● **Exercise prompt**: Set down all of the entries word for word, omitting the images they contain.

-- Information provided follows --

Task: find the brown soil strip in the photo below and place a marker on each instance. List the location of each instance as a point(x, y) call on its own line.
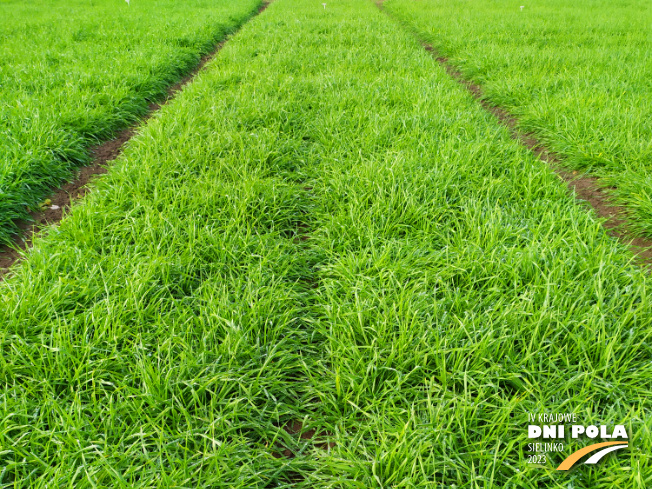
point(64, 197)
point(584, 187)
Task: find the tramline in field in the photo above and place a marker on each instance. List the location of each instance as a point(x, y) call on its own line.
point(323, 264)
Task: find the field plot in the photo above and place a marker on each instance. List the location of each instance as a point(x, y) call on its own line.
point(74, 72)
point(321, 265)
point(576, 74)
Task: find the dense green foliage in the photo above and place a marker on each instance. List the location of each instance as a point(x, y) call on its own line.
point(73, 72)
point(323, 227)
point(577, 74)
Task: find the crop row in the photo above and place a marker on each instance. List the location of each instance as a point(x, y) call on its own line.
point(323, 230)
point(75, 72)
point(576, 74)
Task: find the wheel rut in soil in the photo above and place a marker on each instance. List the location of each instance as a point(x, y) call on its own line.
point(585, 187)
point(102, 154)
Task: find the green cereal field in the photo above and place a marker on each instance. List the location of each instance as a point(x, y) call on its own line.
point(324, 263)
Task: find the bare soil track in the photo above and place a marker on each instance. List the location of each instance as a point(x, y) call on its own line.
point(585, 187)
point(64, 197)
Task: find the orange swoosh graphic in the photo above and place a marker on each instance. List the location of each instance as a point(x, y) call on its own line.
point(575, 456)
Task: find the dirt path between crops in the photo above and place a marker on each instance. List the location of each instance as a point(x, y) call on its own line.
point(64, 197)
point(585, 187)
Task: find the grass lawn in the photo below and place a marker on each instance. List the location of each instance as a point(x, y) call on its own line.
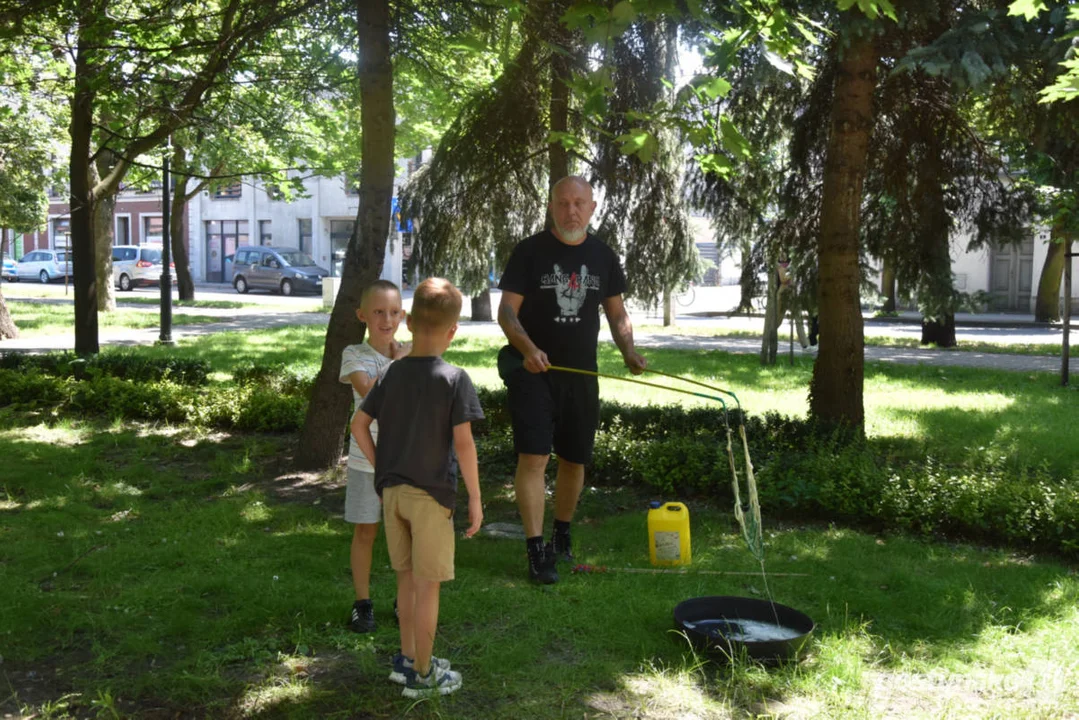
point(49, 318)
point(871, 340)
point(153, 572)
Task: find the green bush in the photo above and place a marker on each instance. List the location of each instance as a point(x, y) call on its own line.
point(115, 364)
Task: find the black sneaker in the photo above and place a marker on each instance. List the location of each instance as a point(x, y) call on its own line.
point(363, 616)
point(559, 546)
point(542, 567)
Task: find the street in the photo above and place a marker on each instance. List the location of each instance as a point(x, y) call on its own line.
point(263, 310)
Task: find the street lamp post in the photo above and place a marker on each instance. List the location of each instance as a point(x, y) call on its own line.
point(166, 275)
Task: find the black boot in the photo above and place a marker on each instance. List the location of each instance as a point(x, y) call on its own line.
point(542, 566)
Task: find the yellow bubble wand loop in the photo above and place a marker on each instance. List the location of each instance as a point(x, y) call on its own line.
point(751, 527)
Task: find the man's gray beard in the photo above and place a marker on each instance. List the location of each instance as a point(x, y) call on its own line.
point(572, 235)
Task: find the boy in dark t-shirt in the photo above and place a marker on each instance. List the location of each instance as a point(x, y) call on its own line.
point(551, 290)
point(424, 407)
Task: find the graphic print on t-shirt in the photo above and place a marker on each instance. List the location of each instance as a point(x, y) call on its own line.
point(570, 290)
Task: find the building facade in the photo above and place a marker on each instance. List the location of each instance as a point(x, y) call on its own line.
point(215, 223)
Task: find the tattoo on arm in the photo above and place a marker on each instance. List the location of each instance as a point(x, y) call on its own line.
point(622, 330)
point(509, 322)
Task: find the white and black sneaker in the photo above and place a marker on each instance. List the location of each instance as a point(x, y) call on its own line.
point(438, 681)
point(363, 616)
point(403, 667)
point(542, 566)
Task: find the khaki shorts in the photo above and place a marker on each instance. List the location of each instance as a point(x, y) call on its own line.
point(419, 533)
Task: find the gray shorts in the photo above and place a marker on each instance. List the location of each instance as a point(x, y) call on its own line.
point(362, 504)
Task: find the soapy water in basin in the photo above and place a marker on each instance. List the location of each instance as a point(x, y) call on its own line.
point(745, 630)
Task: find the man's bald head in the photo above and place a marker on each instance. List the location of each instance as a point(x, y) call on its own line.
point(572, 206)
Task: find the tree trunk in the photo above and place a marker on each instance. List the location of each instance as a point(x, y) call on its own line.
point(769, 341)
point(185, 283)
point(888, 285)
point(1047, 307)
point(104, 221)
point(747, 281)
point(8, 328)
point(560, 75)
point(835, 392)
point(82, 197)
point(481, 308)
point(322, 439)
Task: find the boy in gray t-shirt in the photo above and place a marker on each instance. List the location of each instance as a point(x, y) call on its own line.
point(425, 408)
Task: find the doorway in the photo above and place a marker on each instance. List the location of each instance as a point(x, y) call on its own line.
point(1011, 276)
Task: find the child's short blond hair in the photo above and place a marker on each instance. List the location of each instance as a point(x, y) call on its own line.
point(436, 304)
point(379, 285)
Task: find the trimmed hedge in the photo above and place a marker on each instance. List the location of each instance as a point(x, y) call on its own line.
point(801, 472)
point(123, 364)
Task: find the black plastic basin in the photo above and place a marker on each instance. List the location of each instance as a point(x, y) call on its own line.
point(729, 626)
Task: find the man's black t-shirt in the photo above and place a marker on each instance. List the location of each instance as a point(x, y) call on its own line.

-- Information provided concluded --

● **Completed task**:
Task: find the brown soil strip in the photo below and place a marker on each instance. List the location of each instance as a point(x, y) call on its own line.
point(64, 197)
point(584, 187)
Task: find the tramline in field in the photo above and place a marker on each instance. List the location of each instance as a point(x, y) call on its own line.
point(323, 264)
Task: find the field plot in the photo above and place a marker on each instance. List the location of each instance as a point(x, y) call on its own line.
point(74, 72)
point(321, 265)
point(576, 74)
Task: find the dense green foliage in the photo above and place a marker on each instance. List the location of each instance as a point(x, y) call on its own line.
point(73, 72)
point(323, 227)
point(577, 74)
Task: find the crop row in the photo above and place a marker on each instance. List the location of each instance as a point(x, y) call on its own line.
point(323, 230)
point(75, 72)
point(576, 74)
Task: find the wheel rut in soil in the photo above and place a marker on each instance. List the location of each instance as a point(x, y) call on its own line.
point(585, 187)
point(102, 154)
Task: find the green cereal field in the photo above and place a marker on each instance. List the location of each instance as a point(x, y) call on its own line.
point(324, 263)
Task: find the bare soil track in the photo above and place a marker on each instance. List the location of each instance as a point(x, y) call on its own line.
point(585, 187)
point(64, 197)
Task: find the orange swoosh graphic in the photo above and place a marker on each instance. List the location of each instance as a point(x, y) call on its own line.
point(575, 456)
Task: find the dirt path between crops in the photo above and place a marker on each instance. List the location of each instance as a point(x, y) call on its own line.
point(64, 197)
point(585, 187)
Task: find the grass lawn in the photo below and place a marker on each instance. List the location of each instance as a point(x, y) call on its own line.
point(49, 318)
point(871, 340)
point(153, 572)
Task: find the green bush in the photo above and place a marker on each instance. List the location of each instance as a point(x, y) call on its own line.
point(115, 364)
Task: find the black sneaker in the photo above and place a marker on each instance. List the location of each instance as a point(x, y) call on its own line.
point(363, 616)
point(559, 546)
point(542, 567)
Task: find the street in the photo above and place a marker on each instance. List the location of each instance as a point(x, y) call on its own line.
point(263, 310)
Task: find the street lamp post in the photo above and place a marker on each instance. List the location of each instance as a point(x, y) call on its own line.
point(166, 275)
Task: find the black boot in the photo above and place a marker on each instance. List the location of each instance as a point(x, y) call on its own line.
point(542, 566)
Task: find the yellow bubble wand loop in the photo above and place a marker on each instance. List the location of each instance as a point(x, y) call on its own line.
point(751, 527)
Task: find the man's gray beard in the photo above and place a marker on each instance. List the location of each instance as a point(x, y) call on its own line.
point(572, 235)
Task: find the boy in dark t-shirt in the photo above and place a marker on each instance. List the location of each instance as a point(x, y) call on its own line.
point(551, 290)
point(424, 407)
Task: find the graphic print on t-shirt in the photo above and place a marker on each instance. List the location of each instance as a point(x, y) call on its own line.
point(570, 290)
Task: find the building facade in the photo above and place a marker on each instance. List the location of each instance as a point(x, y) call on its own line.
point(215, 223)
Task: find the tattoo on arm in the photo above and place a marker on each instance. List the location of each instance as a point(x, y) call on its own line.
point(622, 330)
point(509, 322)
Task: find the white and black sneaker in the photo above and place a marker on each instance. List the location of each instance as a point(x, y) call on its own line.
point(438, 681)
point(363, 616)
point(403, 667)
point(542, 566)
Task: find the khaki shorts in the photo above and place a marker on each instance. List the location of each instance as a point(x, y) call on its own line.
point(419, 533)
Task: find the gray shorts in the photo above and place a marker on each instance. List the location of each instance as a point(x, y) call on its own line.
point(362, 504)
Task: find the soapy water in basin in the photo above and place a marker on each instance. List the location of each instance as a point(x, y) call on its own line.
point(745, 630)
Task: find the man's bald head in the photo above and place a marker on each instance. List the location of each instance as a point(x, y) call on its own line.
point(572, 206)
Task: find the tree trunk in the photo above and place a marker on each instance. List the location of each instance as a point(x, y) call on its own line.
point(769, 341)
point(185, 283)
point(888, 285)
point(1047, 307)
point(104, 221)
point(747, 281)
point(8, 328)
point(560, 75)
point(835, 392)
point(82, 197)
point(481, 308)
point(322, 439)
Task: find the boy in gray t-shirt in the photo above and place a marker on each instance. List the location of each instance as a point(x, y) call on its own line.
point(425, 408)
Task: find the doorway in the photo above and place a marker on each instance. List the location of each instance as a point(x, y) call on its own line.
point(1011, 276)
Task: find the child's short blond hair in the photo above and place a marker on each instance. List the location of each instance as a point(x, y) call on its own line.
point(436, 304)
point(379, 285)
Task: find the trimmed hedge in the photo above and place a marker on each instance. List the location of each instance as a point(x, y) call on its own line.
point(801, 472)
point(123, 364)
Task: find the black plastic basin in the photo above and place a marker on each instance. List the location of each instance as a point(x, y) call on its own line.
point(729, 626)
Task: find the man's black t-shirt in the photo above and place a marker on each instance. List the location of each instance as a point(x, y) call on its own line.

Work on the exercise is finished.